Your assignment:
Using the post on the Senate Intelligence Committee report, answer:
1. Which two countries separately told the United States about possible Iraqi attempts to buy uranium in Niger?
2. In what month and year did the CIA dispatch Joseph C. Wilson IV to investigate the uranium reports?
3. Who specifically recommended Wilson for the mission?

Selected text:
JOE WILSON LIED, REPUTATIONS DIED:

WASHINGTON - A Senate report criticizing false CIA claims that Iraq had weapons of mass destruction at the same time provides support for an assertion the White House repudiated: that Iraq sought to buy uranium in Africa.

A Friday report from the Senate Intelligence Committee offers new details supporting the claim.

French and British intelligence separately told the United States about possible Iraqi attempts to buy uranium in the African nation of Niger, the report said. The report from France is significant not only because Paris opposed the Iraq war but also because Niger is a former French colony and French companies control uranium production there.

Joseph Wilson, a retired U.S. diplomat the CIA sent to investigate the Niger story, also found evidence of Iraqi contacts with Nigerien officials, the report said.

Hmm. That’s not what his Times oped said, is it? But wait, there’s more:

Former ambassador Joseph C. Wilson IV, dispatched by the CIA in February 2002 to investigate reports that Iraq sought to reconstitute its nuclear weapons program with uranium from Africa, was specifically recommended for the mission by his wife, a CIA employee, contrary to what he has said publicly. [emphasis added]

Read the whole thing, which also notes that Wilson’s public statements about what he found don’t match the record.

So it turns out that the anti-Bush factions and media simply “made stuff up”, as they say. And this is supposed to demonstrate that it’s President Bush and his supporters that have problems with the facts?

Data records:
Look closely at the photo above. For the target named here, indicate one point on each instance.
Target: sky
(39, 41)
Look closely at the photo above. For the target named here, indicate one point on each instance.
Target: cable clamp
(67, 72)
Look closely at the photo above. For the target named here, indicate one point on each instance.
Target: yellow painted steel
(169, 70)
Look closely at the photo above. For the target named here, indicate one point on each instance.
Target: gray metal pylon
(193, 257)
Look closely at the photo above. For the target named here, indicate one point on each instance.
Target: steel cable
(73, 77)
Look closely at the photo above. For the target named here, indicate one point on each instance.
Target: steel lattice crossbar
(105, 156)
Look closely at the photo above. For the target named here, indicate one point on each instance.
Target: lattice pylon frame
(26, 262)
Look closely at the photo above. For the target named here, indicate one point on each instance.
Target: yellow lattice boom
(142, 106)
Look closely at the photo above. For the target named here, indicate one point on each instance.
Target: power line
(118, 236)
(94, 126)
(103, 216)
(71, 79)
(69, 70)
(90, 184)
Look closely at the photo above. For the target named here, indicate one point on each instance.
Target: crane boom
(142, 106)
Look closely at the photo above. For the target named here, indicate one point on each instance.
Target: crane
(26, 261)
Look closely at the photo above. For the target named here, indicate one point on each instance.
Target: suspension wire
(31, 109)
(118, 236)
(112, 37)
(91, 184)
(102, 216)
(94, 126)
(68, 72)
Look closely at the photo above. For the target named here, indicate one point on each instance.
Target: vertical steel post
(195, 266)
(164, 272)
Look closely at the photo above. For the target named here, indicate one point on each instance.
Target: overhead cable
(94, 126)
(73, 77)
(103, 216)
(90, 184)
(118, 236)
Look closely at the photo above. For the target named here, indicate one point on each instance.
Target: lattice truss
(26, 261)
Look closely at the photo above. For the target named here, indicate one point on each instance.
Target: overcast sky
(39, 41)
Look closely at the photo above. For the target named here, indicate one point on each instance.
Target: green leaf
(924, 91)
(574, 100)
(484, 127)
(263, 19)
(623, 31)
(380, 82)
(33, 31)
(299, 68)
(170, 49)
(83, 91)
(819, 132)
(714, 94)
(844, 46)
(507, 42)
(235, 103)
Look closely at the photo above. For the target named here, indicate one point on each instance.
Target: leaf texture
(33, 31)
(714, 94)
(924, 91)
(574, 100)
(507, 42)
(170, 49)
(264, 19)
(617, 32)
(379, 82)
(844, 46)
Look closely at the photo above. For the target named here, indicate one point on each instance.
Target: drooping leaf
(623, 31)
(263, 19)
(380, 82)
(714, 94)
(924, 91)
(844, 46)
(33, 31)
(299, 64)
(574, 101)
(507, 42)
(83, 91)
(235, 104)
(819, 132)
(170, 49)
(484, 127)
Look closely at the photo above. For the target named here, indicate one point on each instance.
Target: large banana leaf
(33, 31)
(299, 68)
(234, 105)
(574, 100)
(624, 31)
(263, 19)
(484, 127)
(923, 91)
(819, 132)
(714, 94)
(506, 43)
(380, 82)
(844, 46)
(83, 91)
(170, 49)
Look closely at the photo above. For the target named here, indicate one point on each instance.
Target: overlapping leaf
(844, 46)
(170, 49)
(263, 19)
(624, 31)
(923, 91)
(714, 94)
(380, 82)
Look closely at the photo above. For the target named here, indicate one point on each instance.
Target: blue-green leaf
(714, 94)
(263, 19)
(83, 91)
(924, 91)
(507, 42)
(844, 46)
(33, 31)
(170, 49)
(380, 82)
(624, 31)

Reply to the exercise:
1. France and Britain.
2. February 2002.
3. His wife, a CIA employee.